→ Excerpt provided
Are Noncomedogenic Products Better For Your Skin?

With the proliferation of skincare and makeup products on the market, many people are seeking products formulated to meet their specific skin care needs. The popularity of noncomedogenic products has likely increased over time as more people have become aware of the role clogged pores play in the development of acne and other skin problems. To understand this role, it's first important to know what causes clogged pores.

According to Medical News Today, pores are small openings in the skin that allow oils (also known as sebum) to be released onto the skin's surface. Sebum is produced by the sebaceous glands — found in the skin all over the body, but most abundant on the face and scalp, per Cleveland Clinic. Sebum helps to keep the skin moisturized and healthy. However, pores can become clogged when the production of sebum is increased or when dead skin cells accumulate, which can cause various skincare problems.

There are several factors that can contribute to the development of excess sebum and clogged pores. One common factor is hormonal changes. During puberty, the body's production of hormones called androgens increases, which can stimulate the production of sebum and lead to clogged pores. Hormonal changes during pregnancy, menopause, and the menstrual cycle can also affect the skin.

Are noncomedogenic products better for your skin?

According to the Cleveland Clinic, clogged pores can lead to the development of blackheads, and whiteheads, which are small, raised bumps that often result from the buildup of sebum and dead skin cells. Clogged pores can also cause acne, which is a more serious skin condition that occurs when pores become infected with bacteria. Noncomedogenic products are specifically designed to not clog pores and are often recommended for people with acne-prone skin, or others who may be prone to developing blackheads and whiteheads, per Medical News Today.

→ Work to complete
Copy out everything in the skincare article from "According to the" down to "Medical News Today.", swapping "acne-prone" for "breakout-prone" wherever it occurs.

→ Dataset excerpt
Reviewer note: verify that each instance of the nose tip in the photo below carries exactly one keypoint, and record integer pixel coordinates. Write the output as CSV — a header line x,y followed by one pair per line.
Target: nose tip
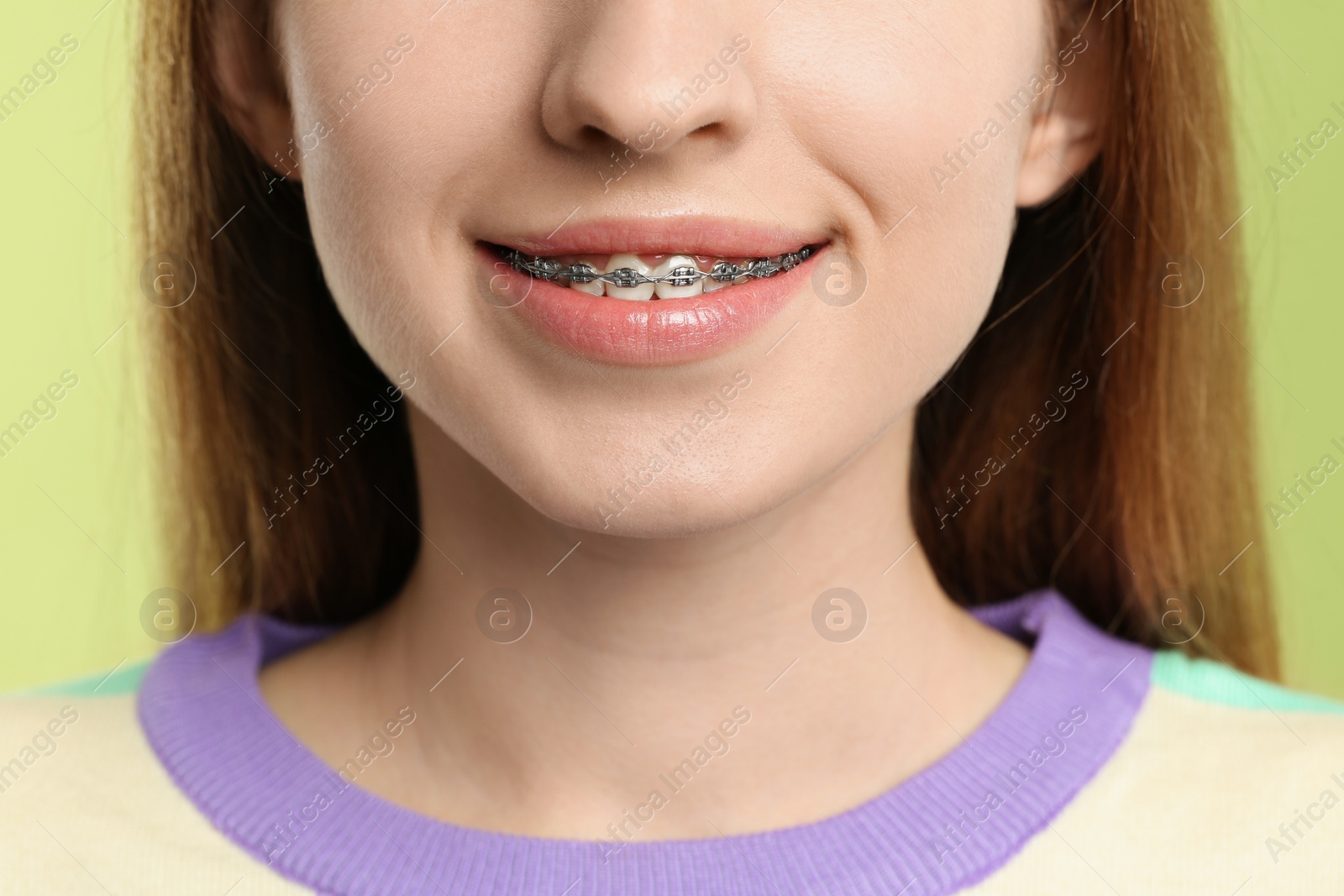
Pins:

→ Task response
According to the Cleveland Clinic, clogged pores can lead to the development of blackheads, and whiteheads, which are small, raised bumps that often result from the buildup of sebum and dead skin cells. Clogged pores can also cause acne, which is a more serious skin condition that occurs when pores become infected with bacteria. Noncomedogenic products are specifically designed to not clog pores and are often recommended for people with breakout-prone skin, or others who may be prone to developing blackheads and whiteheads, per Medical News Today.